▶ _RECORD LIST_:
>>>>

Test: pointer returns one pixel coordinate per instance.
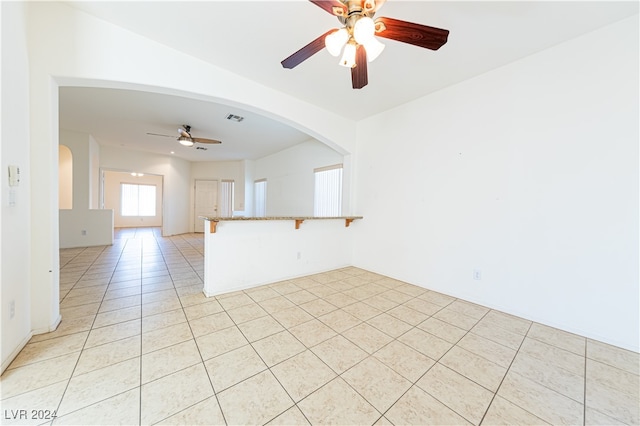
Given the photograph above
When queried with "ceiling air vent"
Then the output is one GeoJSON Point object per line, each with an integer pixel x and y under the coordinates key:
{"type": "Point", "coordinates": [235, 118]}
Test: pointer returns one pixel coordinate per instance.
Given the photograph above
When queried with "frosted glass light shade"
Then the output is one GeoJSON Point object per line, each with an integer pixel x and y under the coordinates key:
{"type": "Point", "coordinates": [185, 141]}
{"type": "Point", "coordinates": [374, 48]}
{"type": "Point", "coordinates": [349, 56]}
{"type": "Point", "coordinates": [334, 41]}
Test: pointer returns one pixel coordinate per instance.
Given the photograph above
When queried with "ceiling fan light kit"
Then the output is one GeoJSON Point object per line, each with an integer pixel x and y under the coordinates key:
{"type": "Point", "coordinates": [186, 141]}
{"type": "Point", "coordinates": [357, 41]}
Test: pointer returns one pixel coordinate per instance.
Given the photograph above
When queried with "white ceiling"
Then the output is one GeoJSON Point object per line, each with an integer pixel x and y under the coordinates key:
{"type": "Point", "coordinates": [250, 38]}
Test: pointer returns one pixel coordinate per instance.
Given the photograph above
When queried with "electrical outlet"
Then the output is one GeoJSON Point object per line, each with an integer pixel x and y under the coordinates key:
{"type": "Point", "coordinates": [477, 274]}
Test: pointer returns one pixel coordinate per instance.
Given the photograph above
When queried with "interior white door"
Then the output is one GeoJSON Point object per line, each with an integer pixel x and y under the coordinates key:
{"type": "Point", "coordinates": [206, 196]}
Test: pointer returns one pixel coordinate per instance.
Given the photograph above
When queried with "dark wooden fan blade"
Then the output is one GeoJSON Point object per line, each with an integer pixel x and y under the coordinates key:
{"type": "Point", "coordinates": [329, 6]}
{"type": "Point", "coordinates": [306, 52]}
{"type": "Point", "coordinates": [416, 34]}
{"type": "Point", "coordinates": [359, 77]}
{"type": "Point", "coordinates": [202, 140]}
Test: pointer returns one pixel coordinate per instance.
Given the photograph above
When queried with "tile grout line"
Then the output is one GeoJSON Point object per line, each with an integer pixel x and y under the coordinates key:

<<<<
>>>>

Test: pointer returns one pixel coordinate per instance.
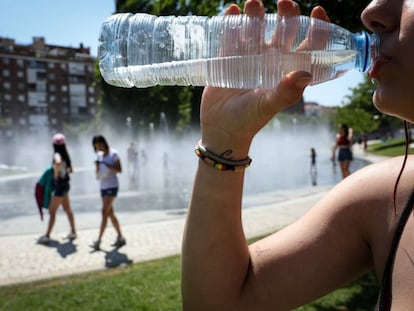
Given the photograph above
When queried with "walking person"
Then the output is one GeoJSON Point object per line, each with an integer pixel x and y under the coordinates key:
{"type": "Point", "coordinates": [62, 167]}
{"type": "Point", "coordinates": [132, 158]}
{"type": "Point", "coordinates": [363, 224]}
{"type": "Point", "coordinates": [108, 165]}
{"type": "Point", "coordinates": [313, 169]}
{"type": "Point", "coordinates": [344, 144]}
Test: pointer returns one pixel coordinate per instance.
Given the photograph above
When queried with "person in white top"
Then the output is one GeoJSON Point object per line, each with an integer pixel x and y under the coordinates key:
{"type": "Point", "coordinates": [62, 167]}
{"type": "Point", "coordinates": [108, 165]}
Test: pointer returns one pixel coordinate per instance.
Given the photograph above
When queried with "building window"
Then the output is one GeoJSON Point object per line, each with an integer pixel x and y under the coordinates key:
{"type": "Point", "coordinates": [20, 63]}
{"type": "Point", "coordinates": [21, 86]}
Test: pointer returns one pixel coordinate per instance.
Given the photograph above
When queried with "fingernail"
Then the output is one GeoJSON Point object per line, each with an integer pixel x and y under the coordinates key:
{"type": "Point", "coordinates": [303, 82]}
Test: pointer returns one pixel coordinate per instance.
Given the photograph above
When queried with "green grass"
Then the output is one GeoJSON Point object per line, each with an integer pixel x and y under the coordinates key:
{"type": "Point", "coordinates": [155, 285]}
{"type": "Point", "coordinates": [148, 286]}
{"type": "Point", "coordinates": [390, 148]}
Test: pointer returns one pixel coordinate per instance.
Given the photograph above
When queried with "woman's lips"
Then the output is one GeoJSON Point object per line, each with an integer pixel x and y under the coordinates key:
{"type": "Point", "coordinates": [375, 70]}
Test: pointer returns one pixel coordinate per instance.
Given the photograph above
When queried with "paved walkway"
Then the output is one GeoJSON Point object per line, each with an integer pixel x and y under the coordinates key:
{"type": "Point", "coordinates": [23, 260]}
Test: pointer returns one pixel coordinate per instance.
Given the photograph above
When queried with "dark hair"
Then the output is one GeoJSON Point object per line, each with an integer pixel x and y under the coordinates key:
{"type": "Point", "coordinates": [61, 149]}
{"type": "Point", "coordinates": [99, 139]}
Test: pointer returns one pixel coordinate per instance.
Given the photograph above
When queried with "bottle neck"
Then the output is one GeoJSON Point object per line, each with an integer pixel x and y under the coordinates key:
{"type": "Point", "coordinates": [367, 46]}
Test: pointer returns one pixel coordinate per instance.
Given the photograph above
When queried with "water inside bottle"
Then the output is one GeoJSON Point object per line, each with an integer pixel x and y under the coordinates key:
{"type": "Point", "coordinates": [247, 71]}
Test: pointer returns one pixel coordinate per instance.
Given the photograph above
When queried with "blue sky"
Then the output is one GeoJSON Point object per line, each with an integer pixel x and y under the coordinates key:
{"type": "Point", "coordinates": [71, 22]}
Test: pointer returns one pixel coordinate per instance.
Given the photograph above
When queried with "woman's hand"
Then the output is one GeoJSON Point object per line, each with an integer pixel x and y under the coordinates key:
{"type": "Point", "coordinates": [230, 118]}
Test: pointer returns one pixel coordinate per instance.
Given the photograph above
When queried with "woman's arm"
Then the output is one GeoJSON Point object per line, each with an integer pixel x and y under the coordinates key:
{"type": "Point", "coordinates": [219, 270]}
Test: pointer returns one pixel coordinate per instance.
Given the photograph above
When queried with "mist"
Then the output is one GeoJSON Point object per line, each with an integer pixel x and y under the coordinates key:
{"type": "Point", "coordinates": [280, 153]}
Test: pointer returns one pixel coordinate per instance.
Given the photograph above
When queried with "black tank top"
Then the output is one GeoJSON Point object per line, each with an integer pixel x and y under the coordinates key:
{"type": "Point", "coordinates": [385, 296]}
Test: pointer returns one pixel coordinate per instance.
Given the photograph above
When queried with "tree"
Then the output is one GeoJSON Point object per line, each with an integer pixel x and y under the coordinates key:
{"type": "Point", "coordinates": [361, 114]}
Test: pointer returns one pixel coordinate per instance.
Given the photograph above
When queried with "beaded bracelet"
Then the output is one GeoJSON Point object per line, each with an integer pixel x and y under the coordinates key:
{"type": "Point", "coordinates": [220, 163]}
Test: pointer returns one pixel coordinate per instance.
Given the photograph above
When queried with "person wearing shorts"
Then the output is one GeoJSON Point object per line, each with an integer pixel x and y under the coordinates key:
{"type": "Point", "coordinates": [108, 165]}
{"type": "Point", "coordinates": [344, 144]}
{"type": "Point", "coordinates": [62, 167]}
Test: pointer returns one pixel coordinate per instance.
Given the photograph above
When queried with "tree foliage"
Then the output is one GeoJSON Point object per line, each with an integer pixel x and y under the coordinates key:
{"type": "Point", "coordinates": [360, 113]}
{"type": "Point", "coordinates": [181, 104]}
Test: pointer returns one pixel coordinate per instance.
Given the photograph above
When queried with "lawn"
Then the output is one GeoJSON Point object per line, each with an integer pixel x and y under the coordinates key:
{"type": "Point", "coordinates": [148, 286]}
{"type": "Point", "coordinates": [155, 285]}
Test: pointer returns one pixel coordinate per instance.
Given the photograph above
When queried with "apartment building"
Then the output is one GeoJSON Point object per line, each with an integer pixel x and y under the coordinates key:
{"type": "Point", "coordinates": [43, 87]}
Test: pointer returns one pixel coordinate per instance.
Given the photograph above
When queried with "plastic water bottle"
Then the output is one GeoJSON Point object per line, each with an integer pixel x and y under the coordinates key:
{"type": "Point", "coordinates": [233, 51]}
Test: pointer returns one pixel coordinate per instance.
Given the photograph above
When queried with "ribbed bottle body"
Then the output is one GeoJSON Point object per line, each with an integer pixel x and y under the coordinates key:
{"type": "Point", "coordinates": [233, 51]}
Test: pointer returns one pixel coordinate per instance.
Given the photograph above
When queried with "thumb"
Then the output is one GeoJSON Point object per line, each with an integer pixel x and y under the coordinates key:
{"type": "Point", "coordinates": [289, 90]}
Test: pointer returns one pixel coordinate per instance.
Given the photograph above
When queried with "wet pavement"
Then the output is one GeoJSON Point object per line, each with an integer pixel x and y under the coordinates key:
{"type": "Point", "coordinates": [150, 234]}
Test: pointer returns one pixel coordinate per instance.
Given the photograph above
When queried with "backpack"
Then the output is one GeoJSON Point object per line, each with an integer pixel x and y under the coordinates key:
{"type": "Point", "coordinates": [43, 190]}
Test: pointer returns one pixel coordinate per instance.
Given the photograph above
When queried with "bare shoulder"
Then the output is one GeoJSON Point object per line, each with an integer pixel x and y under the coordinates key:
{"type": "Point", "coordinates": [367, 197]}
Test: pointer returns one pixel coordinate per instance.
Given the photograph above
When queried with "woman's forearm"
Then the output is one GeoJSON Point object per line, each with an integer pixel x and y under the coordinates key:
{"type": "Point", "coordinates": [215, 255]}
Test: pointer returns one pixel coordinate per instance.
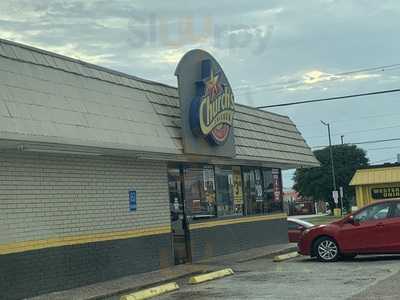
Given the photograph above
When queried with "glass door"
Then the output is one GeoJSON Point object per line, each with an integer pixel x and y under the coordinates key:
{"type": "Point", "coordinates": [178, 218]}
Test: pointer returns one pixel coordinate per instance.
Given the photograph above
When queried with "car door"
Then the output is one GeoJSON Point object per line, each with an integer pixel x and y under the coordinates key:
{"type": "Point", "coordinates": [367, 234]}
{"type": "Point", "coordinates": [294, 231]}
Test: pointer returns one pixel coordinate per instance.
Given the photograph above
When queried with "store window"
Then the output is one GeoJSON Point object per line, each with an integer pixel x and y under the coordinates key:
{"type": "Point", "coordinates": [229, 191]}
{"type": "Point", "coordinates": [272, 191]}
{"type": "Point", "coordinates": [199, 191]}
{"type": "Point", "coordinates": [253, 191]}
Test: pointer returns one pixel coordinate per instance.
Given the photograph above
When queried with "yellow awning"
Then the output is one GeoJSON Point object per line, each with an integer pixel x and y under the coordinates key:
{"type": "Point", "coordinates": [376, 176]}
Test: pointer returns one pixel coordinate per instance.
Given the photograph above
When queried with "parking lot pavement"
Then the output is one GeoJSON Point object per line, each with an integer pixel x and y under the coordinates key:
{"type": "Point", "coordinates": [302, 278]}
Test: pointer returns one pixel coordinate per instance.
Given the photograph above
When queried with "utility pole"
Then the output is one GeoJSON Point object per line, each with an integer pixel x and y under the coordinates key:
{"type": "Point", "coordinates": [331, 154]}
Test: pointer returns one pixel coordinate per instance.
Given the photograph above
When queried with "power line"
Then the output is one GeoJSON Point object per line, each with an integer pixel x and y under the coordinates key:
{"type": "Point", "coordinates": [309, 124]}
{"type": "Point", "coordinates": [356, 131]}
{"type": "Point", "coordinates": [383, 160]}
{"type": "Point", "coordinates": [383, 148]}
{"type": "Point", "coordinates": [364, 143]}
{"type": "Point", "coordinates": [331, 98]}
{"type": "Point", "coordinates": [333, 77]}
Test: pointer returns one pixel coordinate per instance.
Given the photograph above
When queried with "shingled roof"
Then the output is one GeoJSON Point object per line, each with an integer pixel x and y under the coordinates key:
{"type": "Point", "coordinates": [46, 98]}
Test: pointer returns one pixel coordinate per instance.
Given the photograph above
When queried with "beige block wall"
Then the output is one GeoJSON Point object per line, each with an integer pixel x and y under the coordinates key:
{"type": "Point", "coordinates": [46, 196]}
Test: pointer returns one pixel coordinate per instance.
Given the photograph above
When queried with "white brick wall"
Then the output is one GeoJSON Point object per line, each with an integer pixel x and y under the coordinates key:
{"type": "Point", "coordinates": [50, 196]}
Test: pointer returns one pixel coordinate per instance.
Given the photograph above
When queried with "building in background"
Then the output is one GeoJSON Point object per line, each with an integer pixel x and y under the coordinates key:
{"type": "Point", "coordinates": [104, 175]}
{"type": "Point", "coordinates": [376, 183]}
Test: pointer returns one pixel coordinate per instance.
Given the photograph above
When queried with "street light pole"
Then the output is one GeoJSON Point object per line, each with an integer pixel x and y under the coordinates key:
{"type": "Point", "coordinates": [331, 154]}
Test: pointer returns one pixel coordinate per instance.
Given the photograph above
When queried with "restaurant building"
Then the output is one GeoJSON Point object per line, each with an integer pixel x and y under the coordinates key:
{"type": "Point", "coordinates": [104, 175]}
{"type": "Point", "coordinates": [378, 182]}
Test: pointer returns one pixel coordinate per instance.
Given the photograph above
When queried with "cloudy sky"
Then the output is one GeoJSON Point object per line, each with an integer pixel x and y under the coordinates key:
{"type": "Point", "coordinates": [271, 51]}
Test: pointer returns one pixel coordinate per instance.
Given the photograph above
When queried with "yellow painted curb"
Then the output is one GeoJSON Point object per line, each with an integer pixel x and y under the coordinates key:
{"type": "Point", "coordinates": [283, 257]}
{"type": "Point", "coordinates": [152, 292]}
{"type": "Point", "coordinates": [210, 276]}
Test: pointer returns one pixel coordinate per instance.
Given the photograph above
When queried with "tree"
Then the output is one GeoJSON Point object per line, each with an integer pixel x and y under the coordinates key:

<<<<

Report how many lines of the listing above contain the string "white", with case taken into account. Give the number alone.

▶ _OUTPUT FOR THIS TASK_:
4